== Directions ==
Could you extract every line of the data below verbatim, leaving the pictures out of your answer?
───── Extracted information
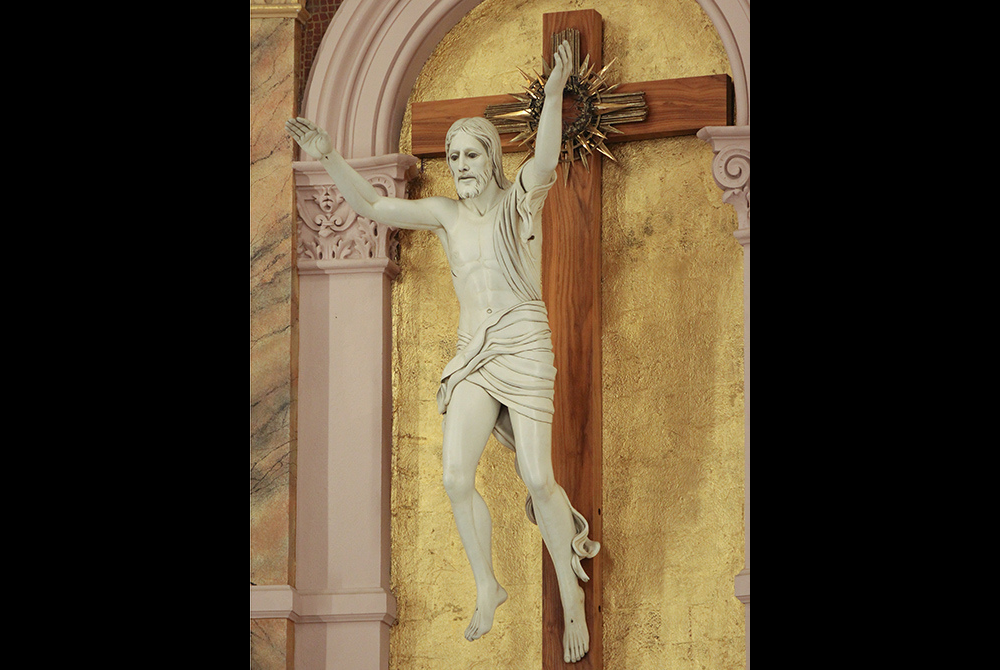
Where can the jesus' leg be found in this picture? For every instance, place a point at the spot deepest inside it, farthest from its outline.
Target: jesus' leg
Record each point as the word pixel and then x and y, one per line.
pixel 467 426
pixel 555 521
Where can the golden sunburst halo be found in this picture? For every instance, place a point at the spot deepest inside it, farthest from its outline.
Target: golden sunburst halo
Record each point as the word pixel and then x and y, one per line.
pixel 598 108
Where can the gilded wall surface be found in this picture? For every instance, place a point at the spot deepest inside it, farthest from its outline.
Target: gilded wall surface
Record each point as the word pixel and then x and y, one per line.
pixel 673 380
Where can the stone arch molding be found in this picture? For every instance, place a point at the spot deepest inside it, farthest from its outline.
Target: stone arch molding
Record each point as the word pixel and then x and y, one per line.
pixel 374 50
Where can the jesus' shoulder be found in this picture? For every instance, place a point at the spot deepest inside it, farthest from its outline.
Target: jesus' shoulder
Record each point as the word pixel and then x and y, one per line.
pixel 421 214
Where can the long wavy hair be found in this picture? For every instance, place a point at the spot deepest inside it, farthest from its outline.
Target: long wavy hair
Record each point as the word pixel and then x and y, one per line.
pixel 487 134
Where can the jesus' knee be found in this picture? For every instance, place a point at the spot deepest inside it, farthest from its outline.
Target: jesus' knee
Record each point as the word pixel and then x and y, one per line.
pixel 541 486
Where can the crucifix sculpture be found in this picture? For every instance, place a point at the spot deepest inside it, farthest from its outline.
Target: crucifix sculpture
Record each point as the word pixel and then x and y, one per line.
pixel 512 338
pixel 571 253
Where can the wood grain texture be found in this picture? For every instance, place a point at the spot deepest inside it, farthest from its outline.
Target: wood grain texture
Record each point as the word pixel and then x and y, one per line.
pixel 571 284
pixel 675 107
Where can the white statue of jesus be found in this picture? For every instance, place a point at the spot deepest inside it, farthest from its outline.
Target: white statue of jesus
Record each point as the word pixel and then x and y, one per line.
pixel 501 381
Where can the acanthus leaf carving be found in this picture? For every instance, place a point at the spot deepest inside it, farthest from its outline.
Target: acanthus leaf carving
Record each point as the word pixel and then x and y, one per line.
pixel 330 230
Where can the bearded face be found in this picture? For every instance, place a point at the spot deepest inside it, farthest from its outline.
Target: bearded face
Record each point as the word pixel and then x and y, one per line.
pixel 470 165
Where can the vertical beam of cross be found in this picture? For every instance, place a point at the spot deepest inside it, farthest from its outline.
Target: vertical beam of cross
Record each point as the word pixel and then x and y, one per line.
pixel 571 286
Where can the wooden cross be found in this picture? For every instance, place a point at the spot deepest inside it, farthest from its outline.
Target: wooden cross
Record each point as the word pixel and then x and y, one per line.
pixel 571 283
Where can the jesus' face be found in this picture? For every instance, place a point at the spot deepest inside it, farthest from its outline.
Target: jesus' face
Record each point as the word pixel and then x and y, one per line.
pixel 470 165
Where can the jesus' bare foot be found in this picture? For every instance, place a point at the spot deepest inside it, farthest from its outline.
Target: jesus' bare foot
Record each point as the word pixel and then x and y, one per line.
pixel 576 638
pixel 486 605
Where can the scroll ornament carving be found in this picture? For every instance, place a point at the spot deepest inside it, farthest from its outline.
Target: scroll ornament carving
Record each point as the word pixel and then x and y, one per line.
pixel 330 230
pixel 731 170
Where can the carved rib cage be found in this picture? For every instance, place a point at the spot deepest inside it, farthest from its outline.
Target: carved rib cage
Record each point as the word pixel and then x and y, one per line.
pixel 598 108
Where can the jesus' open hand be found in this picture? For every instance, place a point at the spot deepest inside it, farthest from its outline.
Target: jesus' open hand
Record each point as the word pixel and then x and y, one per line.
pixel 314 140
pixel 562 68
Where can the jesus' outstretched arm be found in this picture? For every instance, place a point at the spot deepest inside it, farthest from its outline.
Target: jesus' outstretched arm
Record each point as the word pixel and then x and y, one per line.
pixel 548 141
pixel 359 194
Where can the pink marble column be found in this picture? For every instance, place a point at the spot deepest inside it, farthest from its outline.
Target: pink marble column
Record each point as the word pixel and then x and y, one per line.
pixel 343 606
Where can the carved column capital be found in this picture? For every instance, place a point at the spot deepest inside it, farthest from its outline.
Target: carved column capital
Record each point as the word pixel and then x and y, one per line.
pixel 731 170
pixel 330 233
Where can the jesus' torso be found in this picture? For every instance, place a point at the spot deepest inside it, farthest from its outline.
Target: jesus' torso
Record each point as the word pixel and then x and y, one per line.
──────────
== Written answer ==
Where can the jesus' leg be found in this picture? For every instance, place a point at the spot deepest inside it, farthest from its outline.
Target: jesus' leg
Record each point as the word pixel and then x and y, one per line.
pixel 467 426
pixel 555 521
Where can the golden sunburst halo be found in this picture? For every instance, place a point at the spot deepest inside it, farthest from its outline.
Target: golden sunburst halo
Record each point as the word pixel and then x and y, one per line.
pixel 598 108
Where can the gilded wall surface be found in this picture? For every instance, place a point at the spot deepest inside it, farthest from its outline.
Target: gilded wall surface
Record each point as the word pixel and then x and y, one per line.
pixel 673 380
Where can the stone arch molding be found in this picture? For every instance, place a point at the spot deepest inside it, farthest from its outline.
Target: stone arch molding
Record each point as the word pixel and then x and y, one per line.
pixel 374 50
Where can the jesus' shoulder be found in this picture? For every instance, place a point at the spot deepest inside it, farthest from its outline.
Target: jesus' shoulder
Record each point as the word pixel and then x and y, one per line.
pixel 421 214
Where can the long wavy hair be found in this picture? For every instance, place a point at the spot deepest inside it, farthest from its outline.
Target: long wavy hair
Record each point as the word pixel and then x and y, one per line.
pixel 487 134
Where can the jesus' knee be found in this picture? For every instance, place a point at the spot deepest inside it, farthest from its outline.
Target: jesus' knee
Record each point as the word pixel and then x and y, one per line.
pixel 541 486
Where can the crucifix sculpture be found in this picture? For every instance, place a point at the spot deepest inside it, farthest from its outline.
Target: crucifix sculpture
Record each point as the word pixel and then x and y, one per line.
pixel 512 338
pixel 571 253
Where can the wood grain texture be found in this picture? For every instance, place a point at the spot deepest inside it, farthest from its outline.
Target: wood grain texture
Record each point as the word pixel and then x and y, one per line.
pixel 571 284
pixel 675 107
Where can the white statue of jesus be found in this picture? For every instance, place a point at the spot deepest inside it, farthest from its outline.
Target: white statue of jesus
Record each point as the word pixel and then x and y, one per line.
pixel 501 381
Where can the acanthus leaf carving be found in this picture? For every instance, place a point at the spot deepest inside it, farthest from its outline.
Target: acanthus leaf carving
Record each point as the word pixel and then x and y, one per line.
pixel 330 230
Where can the bearded face be found in this picture? For every instance, place a point at the spot deepest inside it, farthest from its outline.
Target: bearded face
Record each point as the word pixel and then x and y, one per line.
pixel 470 165
Where can the vertical beam of cross be found in this picture? For every instance, place a point at the spot deepest inside it, farthest from its outline.
Target: vertical beam of cross
Record each point as the word pixel and then x and y, one per line.
pixel 571 286
Where can the wooden cross be found in this picture? For every instance, place a point at the spot deepest inside it, farthest from its outline.
Target: wooden cross
Record each point as the word pixel and then x and y, one per line.
pixel 571 283
Where can the jesus' face be found in this picture? For every instance, place a point at the spot deepest inside it, farthest from its outline.
Target: jesus' face
Record each point as the word pixel and then x and y, one per line.
pixel 470 165
Where can the jesus' bare foot be found in this picture? For every instance, place a point at the spot deepest inside it, farthest from its outline.
Target: jesus' bare foot
Record each point as the word pixel and then x and y, one per line.
pixel 576 638
pixel 486 605
Where can the scroll ornament carving be found in this picture? For every instance, place a point at the spot deepest inside it, farthest from its outline.
Target: scroll ornament carving
Record each point as the word pixel and then x and y, one per line.
pixel 330 230
pixel 731 170
Where can the carved rib cage be found in this picture? For every instance, place a point at the spot deepest inside it, farthest from its outline.
Target: carved rib cage
Record each point as the word pixel and then x and y, one per line.
pixel 598 108
Where can the jesus' open hand be found in this picture? For every instance, place a point at the spot deepest inside it, farthest from its outline.
Target: jesus' open hand
Record each point as the word pixel and then x and y, one per line.
pixel 314 140
pixel 562 68
Where can the jesus' outstretched arm be found in this picture? For every instance, place a point at the spot deepest inside it, farthest from its outline.
Target: jesus' outstretched arm
Record each point as the word pixel and then x and y, one per line.
pixel 548 141
pixel 359 194
Where can the pink marble column be found in this picture? For every instance, place a point at the spot deepest inside it, farthest from its outline.
Target: pink marble column
Record each point as the word pixel and then x and y, one per line.
pixel 343 606
Where can the carved column capital be found in this picture? For every instance, place a point at the spot deepest inside it, farthest from its outline.
Target: carved column capital
Record each point as the word pixel and then x and y, one per line.
pixel 731 170
pixel 330 233
Where can the jesus' torso be found in this picture? For every instance, place a point at the spot deepest inside it, farthest from its outline.
Target: jesus' torso
Record each point as the word pixel and then x and y, one per line.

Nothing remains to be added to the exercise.